#### INFORMATION SUPPLIED:
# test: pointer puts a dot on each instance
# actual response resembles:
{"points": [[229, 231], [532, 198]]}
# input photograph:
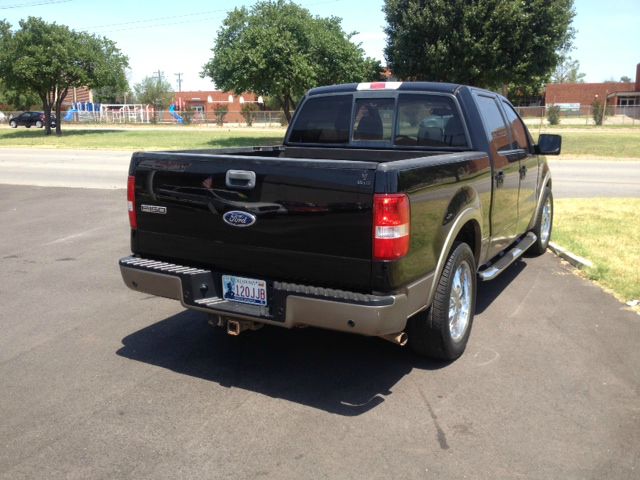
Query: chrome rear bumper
{"points": [[290, 305]]}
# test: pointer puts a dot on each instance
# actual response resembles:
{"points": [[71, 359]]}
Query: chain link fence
{"points": [[583, 115], [259, 118]]}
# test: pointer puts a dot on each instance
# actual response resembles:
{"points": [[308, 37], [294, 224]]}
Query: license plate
{"points": [[244, 290]]}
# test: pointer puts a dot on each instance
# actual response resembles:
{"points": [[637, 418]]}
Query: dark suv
{"points": [[30, 119]]}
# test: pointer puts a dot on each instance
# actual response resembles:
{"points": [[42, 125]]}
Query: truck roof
{"points": [[406, 86]]}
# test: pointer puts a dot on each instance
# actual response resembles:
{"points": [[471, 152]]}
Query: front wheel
{"points": [[544, 224], [443, 330]]}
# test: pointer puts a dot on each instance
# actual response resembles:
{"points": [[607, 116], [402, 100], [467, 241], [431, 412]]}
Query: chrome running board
{"points": [[508, 258]]}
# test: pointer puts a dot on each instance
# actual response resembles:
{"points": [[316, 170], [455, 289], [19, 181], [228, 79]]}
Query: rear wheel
{"points": [[544, 224], [443, 330]]}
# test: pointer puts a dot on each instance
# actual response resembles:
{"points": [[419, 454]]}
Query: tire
{"points": [[544, 224], [442, 331]]}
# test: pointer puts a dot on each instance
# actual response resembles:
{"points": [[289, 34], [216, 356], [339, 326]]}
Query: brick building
{"points": [[205, 103], [617, 94]]}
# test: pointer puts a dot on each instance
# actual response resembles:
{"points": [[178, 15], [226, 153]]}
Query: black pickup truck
{"points": [[377, 215]]}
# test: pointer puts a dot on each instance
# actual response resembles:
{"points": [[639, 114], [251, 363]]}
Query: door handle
{"points": [[242, 179], [523, 171]]}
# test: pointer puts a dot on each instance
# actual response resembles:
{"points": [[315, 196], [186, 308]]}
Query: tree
{"points": [[486, 43], [48, 59], [568, 71], [278, 48], [112, 94], [154, 91]]}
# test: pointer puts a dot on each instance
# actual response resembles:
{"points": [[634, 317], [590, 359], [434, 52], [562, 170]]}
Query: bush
{"points": [[553, 115], [248, 112], [220, 111]]}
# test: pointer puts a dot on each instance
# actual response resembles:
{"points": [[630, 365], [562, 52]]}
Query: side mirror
{"points": [[549, 144]]}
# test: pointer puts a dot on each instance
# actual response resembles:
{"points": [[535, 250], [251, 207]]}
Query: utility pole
{"points": [[157, 101], [159, 74], [179, 75]]}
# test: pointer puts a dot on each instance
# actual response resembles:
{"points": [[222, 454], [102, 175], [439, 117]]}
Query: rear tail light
{"points": [[131, 202], [391, 222]]}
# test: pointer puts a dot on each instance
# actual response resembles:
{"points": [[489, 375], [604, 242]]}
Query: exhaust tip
{"points": [[400, 338], [233, 327]]}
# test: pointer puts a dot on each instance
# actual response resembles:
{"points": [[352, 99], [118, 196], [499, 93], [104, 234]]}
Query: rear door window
{"points": [[498, 134], [323, 120], [518, 130], [429, 120]]}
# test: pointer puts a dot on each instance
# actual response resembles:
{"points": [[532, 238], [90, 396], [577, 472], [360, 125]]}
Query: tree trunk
{"points": [[59, 101], [285, 108], [46, 108]]}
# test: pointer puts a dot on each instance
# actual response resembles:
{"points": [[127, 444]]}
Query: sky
{"points": [[176, 37]]}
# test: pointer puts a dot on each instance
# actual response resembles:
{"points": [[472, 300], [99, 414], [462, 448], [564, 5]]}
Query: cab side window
{"points": [[498, 134], [518, 130]]}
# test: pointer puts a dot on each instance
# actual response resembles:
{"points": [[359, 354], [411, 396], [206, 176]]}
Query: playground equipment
{"points": [[109, 113], [174, 114]]}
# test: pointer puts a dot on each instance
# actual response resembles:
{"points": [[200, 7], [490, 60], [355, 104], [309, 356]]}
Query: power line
{"points": [[35, 4], [168, 21]]}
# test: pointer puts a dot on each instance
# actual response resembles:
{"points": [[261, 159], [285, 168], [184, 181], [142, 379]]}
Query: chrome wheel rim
{"points": [[460, 301], [545, 226]]}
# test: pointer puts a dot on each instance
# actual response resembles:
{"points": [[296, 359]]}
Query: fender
{"points": [[545, 181], [471, 212]]}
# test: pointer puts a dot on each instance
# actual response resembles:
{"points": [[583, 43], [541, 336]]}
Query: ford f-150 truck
{"points": [[377, 215]]}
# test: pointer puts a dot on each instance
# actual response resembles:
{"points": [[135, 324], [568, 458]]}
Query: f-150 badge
{"points": [[153, 209], [236, 218]]}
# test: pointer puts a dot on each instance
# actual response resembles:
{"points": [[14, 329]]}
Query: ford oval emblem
{"points": [[236, 218]]}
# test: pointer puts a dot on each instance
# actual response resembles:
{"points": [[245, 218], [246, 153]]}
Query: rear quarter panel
{"points": [[439, 189]]}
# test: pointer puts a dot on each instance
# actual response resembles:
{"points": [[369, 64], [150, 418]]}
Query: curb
{"points": [[575, 260]]}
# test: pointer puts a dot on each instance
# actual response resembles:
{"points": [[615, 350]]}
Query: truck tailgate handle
{"points": [[242, 179]]}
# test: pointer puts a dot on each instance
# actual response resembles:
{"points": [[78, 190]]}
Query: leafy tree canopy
{"points": [[278, 48], [486, 43], [568, 72], [154, 91], [48, 59]]}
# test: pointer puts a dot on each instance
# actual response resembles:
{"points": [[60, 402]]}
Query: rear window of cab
{"points": [[411, 120]]}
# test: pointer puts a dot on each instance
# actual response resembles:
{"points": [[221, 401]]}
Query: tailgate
{"points": [[305, 221]]}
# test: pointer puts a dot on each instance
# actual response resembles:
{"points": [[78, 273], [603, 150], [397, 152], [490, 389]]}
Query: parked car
{"points": [[31, 119], [393, 199]]}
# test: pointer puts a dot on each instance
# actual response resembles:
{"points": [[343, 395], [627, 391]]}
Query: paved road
{"points": [[586, 178], [108, 169], [64, 168], [100, 382]]}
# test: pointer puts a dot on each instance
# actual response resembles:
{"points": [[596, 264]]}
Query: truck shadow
{"points": [[489, 291], [338, 373]]}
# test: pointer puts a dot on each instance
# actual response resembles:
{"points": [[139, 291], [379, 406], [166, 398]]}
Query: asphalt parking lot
{"points": [[98, 381]]}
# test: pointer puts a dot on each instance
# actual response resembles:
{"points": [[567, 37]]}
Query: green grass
{"points": [[141, 139], [606, 231], [600, 143]]}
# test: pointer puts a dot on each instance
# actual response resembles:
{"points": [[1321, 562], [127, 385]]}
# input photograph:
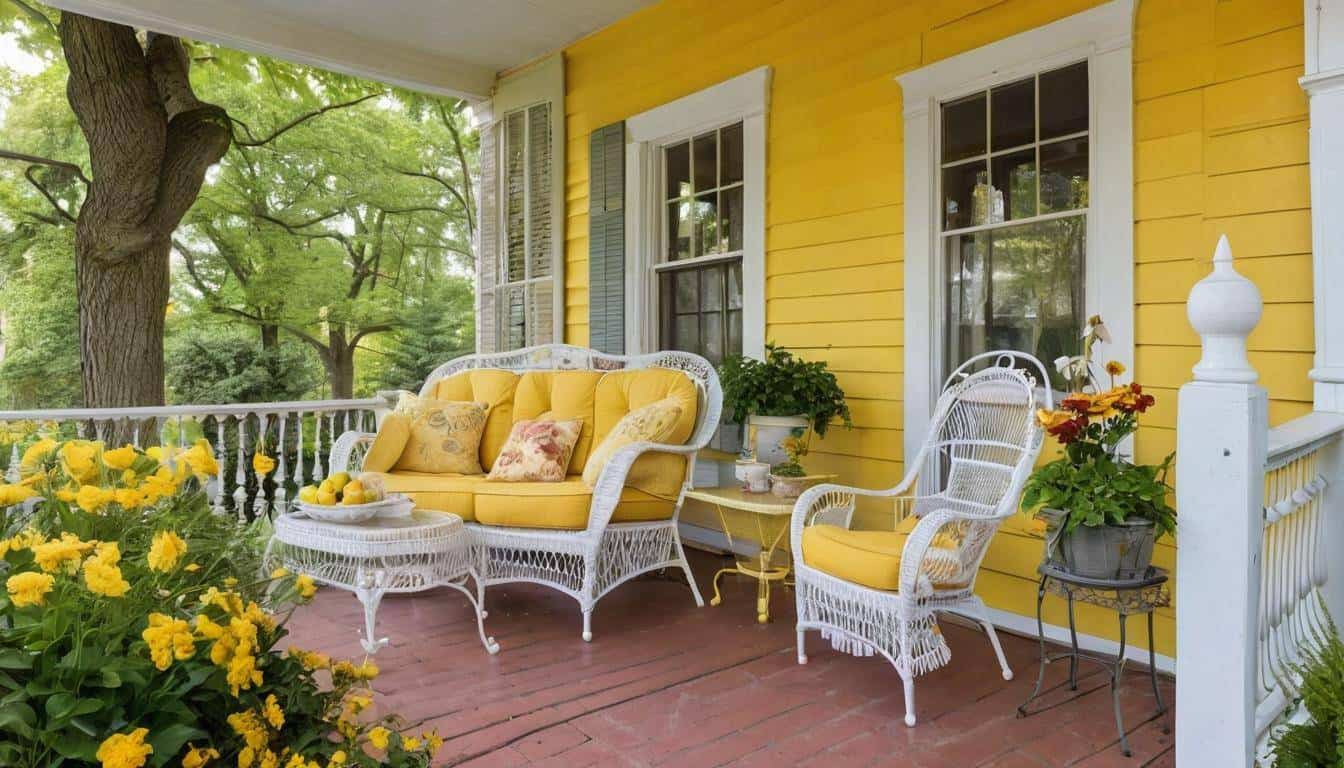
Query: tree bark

#### PROBLEM DESCRIPTION:
Each line of the data above needs to be retyped as it is, without any picture.

#### ANSWER TO THIS PROBLEM:
# test: pointer puts a dot on each instance
# actual response resembles:
{"points": [[229, 231], [532, 198]]}
# input photograph:
Query: chrome rear bumper
{"points": [[290, 305]]}
# test: pointer puts a dot on each instance
# actual response resembles:
{"points": [[71, 359]]}
Query: chain link fence
{"points": [[583, 115], [259, 118]]}
# test: pointer puts a dot on each instance
# actual response resembles:
{"points": [[308, 37], [294, 224]]}
Query: license plate
{"points": [[244, 290]]}
# test: pointer puts a dot on each instance
# actual response resembles:
{"points": [[637, 418]]}
Query: dark suv
{"points": [[30, 119]]}
# test: pointer puts a dot on each instance
# actual response resembles:
{"points": [[42, 125]]}
Query: truck roof
{"points": [[406, 86]]}
# test: pointer puts a dot on each instance
# actual response resembles:
{"points": [[471, 152]]}
Query: front wheel
{"points": [[544, 224], [443, 330]]}
# test: pointer puts a dot on each instance
# actual response resembles:
{"points": [[607, 116], [402, 100], [467, 241], [431, 412]]}
Query: chrome running board
{"points": [[508, 258]]}
# test: pointer puts a dot on each instance
# actual response resembles:
{"points": [[316, 170], [455, 289], [19, 181], [228, 79]]}
Query: rear wheel
{"points": [[544, 224], [443, 330]]}
# test: pointer puts a dot on each instance
# actual response resembles:
{"points": [[419, 454]]}
Query: tire
{"points": [[544, 224], [442, 331]]}
# test: pointer puts a dot on each instance
# actual response resembles:
{"points": [[289, 34], [216, 356], [339, 326]]}
Query: brick building
{"points": [[205, 103], [617, 94]]}
# test: pointer puts a dot on each instance
# actual response resembles:
{"points": [[178, 15], [226, 153]]}
Query: black pickup truck
{"points": [[377, 215]]}
# test: pointer puts a dot on each instance
# actual response resembles:
{"points": [[639, 114], [251, 363]]}
Query: door handle
{"points": [[242, 179], [523, 171]]}
# test: pointer puts a dot on each instance
# actual response resembles:
{"points": [[315, 196], [186, 308]]}
Query: tree
{"points": [[486, 43], [48, 59], [568, 71], [278, 48], [112, 94], [154, 91]]}
# test: pointer puts a dot on each instance
# actual response resembles:
{"points": [[634, 317], [590, 359], [434, 52], [562, 170]]}
Query: bush
{"points": [[553, 115], [248, 112], [220, 111]]}
# test: pointer puts a dot on each instance
# actual response resembles:
{"points": [[630, 365], [562, 52]]}
Query: side mirror
{"points": [[549, 144]]}
# test: pointer puts a dot on each instance
# actual response resembles:
{"points": [[535, 250], [251, 207]]}
Query: utility pole
{"points": [[157, 101], [159, 74], [179, 75]]}
# test: pointer puts a dot on each instance
# actual response resembles:
{"points": [[222, 454], [102, 175], [439, 117]]}
Query: rear tail light
{"points": [[131, 202], [391, 222]]}
# test: pointer puts a dot on each instance
# actual response resembles:
{"points": [[489, 375], [604, 242]]}
Query: exhaust tip
{"points": [[400, 338], [233, 327]]}
# test: pointer puts a dot on each instance
# actual response resembles:
{"points": [[352, 99], [118, 196], [499, 93], [104, 234]]}
Query: rear door window
{"points": [[498, 134], [323, 120], [518, 130], [429, 120]]}
# test: pointer puts a dot on each instance
# actual response resembles:
{"points": [[532, 238], [90, 396], [577, 472], [360, 125]]}
Query: tree trunk
{"points": [[59, 101], [285, 108], [46, 108]]}
# test: pointer puts a dot on each instance
# actual response resembles:
{"points": [[127, 444]]}
Query: sky
{"points": [[176, 37]]}
# test: pointer puts a dot on each instance
# actual response resembles:
{"points": [[472, 300], [99, 414], [462, 448], [564, 5]]}
Query: cab side window
{"points": [[498, 134], [518, 130]]}
# test: pointer puts a dot on each instance
# actual response resembles:
{"points": [[359, 354], [411, 396], [206, 176]]}
Query: playground equipment
{"points": [[109, 113], [174, 114]]}
# test: pointer puts a dot on each instance
# actual response resembles:
{"points": [[200, 7], [490, 60], [355, 104], [309, 356]]}
Query: power line
{"points": [[35, 4], [168, 21]]}
# test: pointer puts a dot on each instance
# actual response resembles:
{"points": [[261, 159], [285, 168], [184, 181], [142, 379]]}
Query: chrome wheel rim
{"points": [[460, 301], [545, 226]]}
# test: pointer puts a dot on each instance
# actual response resembles:
{"points": [[296, 359]]}
Query: fender
{"points": [[545, 181], [471, 212]]}
# test: pointer puts a dot on each instance
# actual response resembles:
{"points": [[583, 43], [541, 336]]}
Query: ford f-150 truck
{"points": [[377, 215]]}
# test: pointer puts a dot on each instance
# actual response resembles:
{"points": [[135, 324], [568, 458]]}
Query: f-150 badge
{"points": [[153, 209], [236, 218]]}
# test: pointer puts a dot on each instance
# actual response resembles:
{"points": [[14, 329]]}
Query: ford oval emblem
{"points": [[236, 218]]}
# test: pointer puts a dot on each instance
# actual response resembles:
{"points": [[245, 218], [246, 153]]}
Query: rear quarter panel
{"points": [[439, 189]]}
# test: pointer puts a dot on each instance
# actual response resembles:
{"points": [[369, 64], [150, 418]]}
Query: curb
{"points": [[575, 260]]}
# test: pointer puts a dot on each instance
# actual response resembles:
{"points": [[615, 350]]}
Query: truck tailgate handle
{"points": [[242, 179]]}
# test: pointer puts a dot on each instance
# actual response resembles:
{"points": [[78, 190]]}
Query: leafy tree canopy
{"points": [[278, 48], [486, 43], [568, 72], [154, 91], [48, 59]]}
# test: pointer puts a dot on each instance
# actual response resembles:
{"points": [[60, 402]]}
Query: rear window of cab
{"points": [[411, 120]]}
# test: pointer puts a dot on each instance
# actual response resembles:
{"points": [[221, 401]]}
Query: tailgate
{"points": [[305, 221]]}
# test: pointer puts a dot on each instance
# actual response resembles:
{"points": [[78, 273], [603, 150], [397, 152], [490, 389]]}
Query: parked car
{"points": [[31, 119], [393, 199]]}
# test: pointer puts a dot on each instance
# actual response resembles:
{"points": [[343, 395], [627, 391]]}
Query: paved road
{"points": [[586, 178], [108, 169], [64, 168], [100, 382]]}
# test: pointer puts a dot on each instance
# actual response resembles:
{"points": [[596, 264]]}
Query: truck shadow
{"points": [[489, 291], [338, 373]]}
# test: pointer puts a dot on each instance
# actual response resembles:
{"points": [[139, 291], [379, 406], [166, 398]]}
Query: asphalt parking lot
{"points": [[98, 381]]}
# test: pointer puts a dot on each instance
# actual response resembles:
{"points": [[567, 37]]}
Query: green grass
{"points": [[141, 139], [606, 231], [600, 143]]}
# test: pointer puts a dot on each instance
# actual response resembles:
{"points": [[1321, 562], [127, 385]]}
# input photograph:
Query: tree bark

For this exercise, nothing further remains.